Your instructions - The answer is to be the lines of the material from its start through the line containing "ear in the photo above.", each copied exactly; no pictures.

########

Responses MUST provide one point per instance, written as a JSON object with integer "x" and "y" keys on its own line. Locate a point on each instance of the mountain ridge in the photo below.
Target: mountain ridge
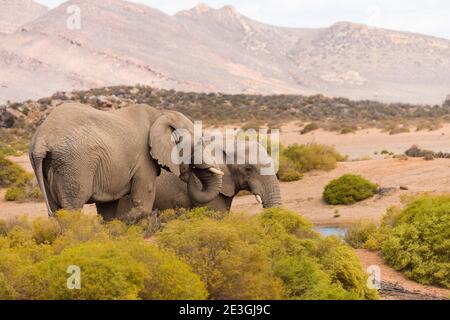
{"x": 212, "y": 50}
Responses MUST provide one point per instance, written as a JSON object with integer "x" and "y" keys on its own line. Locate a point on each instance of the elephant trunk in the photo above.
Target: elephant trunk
{"x": 211, "y": 184}
{"x": 271, "y": 194}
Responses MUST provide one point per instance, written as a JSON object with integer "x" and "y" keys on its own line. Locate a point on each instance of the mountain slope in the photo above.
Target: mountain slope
{"x": 205, "y": 49}
{"x": 15, "y": 13}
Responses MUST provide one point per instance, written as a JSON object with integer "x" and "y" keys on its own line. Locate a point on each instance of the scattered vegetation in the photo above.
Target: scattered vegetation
{"x": 309, "y": 128}
{"x": 414, "y": 240}
{"x": 337, "y": 114}
{"x": 299, "y": 159}
{"x": 195, "y": 254}
{"x": 348, "y": 190}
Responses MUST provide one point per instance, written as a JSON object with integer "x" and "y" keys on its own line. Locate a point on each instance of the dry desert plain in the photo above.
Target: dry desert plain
{"x": 305, "y": 197}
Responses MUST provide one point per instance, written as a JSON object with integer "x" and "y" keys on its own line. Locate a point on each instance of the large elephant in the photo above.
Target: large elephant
{"x": 82, "y": 155}
{"x": 171, "y": 192}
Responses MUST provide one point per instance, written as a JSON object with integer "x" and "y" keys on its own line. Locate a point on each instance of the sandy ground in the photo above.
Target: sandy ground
{"x": 305, "y": 196}
{"x": 365, "y": 143}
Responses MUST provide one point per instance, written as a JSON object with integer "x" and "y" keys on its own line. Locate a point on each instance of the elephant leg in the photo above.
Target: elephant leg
{"x": 142, "y": 193}
{"x": 108, "y": 210}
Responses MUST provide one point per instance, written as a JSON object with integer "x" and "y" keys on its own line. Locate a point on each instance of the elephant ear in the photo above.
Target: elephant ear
{"x": 163, "y": 140}
{"x": 228, "y": 186}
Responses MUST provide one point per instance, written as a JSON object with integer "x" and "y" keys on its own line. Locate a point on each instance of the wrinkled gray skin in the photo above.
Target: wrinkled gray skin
{"x": 82, "y": 155}
{"x": 171, "y": 192}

########

Your response -
Responses MUST provide one point per instance, written as a JSON object with integer "x" and "y" keys on its own line. Locate a point on each instance of the mountain ridge in the photo below.
Target: mountain ridge
{"x": 212, "y": 50}
Responses MUST provide one point per instance, written as a JSON object with integer "x" and "y" keys on its own line. Locate a point on each instance of the elephant trunk in the photo above.
Target: elephant trunk
{"x": 211, "y": 184}
{"x": 271, "y": 194}
Responses MUST provide one point per instance, written as a JSON object with integer "x" and "y" keys on its own line. Locate a point on each instance of the mountain slope in the photo above.
Target: mountain slope
{"x": 205, "y": 49}
{"x": 15, "y": 13}
Responses MUST provide one point per instance, written as a JSON object with integer "x" and "y" keys on its own line. Locate a point on each instance of the scattered vegetation in the photo above.
Target: scattered vegetation
{"x": 309, "y": 128}
{"x": 414, "y": 240}
{"x": 337, "y": 114}
{"x": 299, "y": 159}
{"x": 195, "y": 254}
{"x": 348, "y": 190}
Responses MUST provide one point per instance, written as a JSON object with integer "x" and "y" keys on its own line. Locate a point on each instance of the dry desert plain in the photo above.
Target: dry desert plain
{"x": 305, "y": 197}
Responses MUST provide one point per instance, written as a JSON object with integer "x" and "y" keys on its own line. Locate a point on each instance of the large elephant in the photo above.
Target: large elephant
{"x": 82, "y": 155}
{"x": 171, "y": 192}
Responses MUST provide one point per instance, written as a JSON object with integer "x" and "y" keys on its own line. Locate a point on each instance of the sandy ground in the photo above.
Target: sandy ground
{"x": 305, "y": 196}
{"x": 365, "y": 143}
Responses MUST provide one point per instance, written as a JSON object with integer "x" and "y" keys on its own line. Locate a point on each instance of the elephant leg in the photo above.
Target: elephant leg
{"x": 142, "y": 193}
{"x": 108, "y": 210}
Responses MUST provide one point per instance, written as a JSON object with integer "x" and "y" keys on its own line. Locate a point on each instance of the elephant ear in the photo above.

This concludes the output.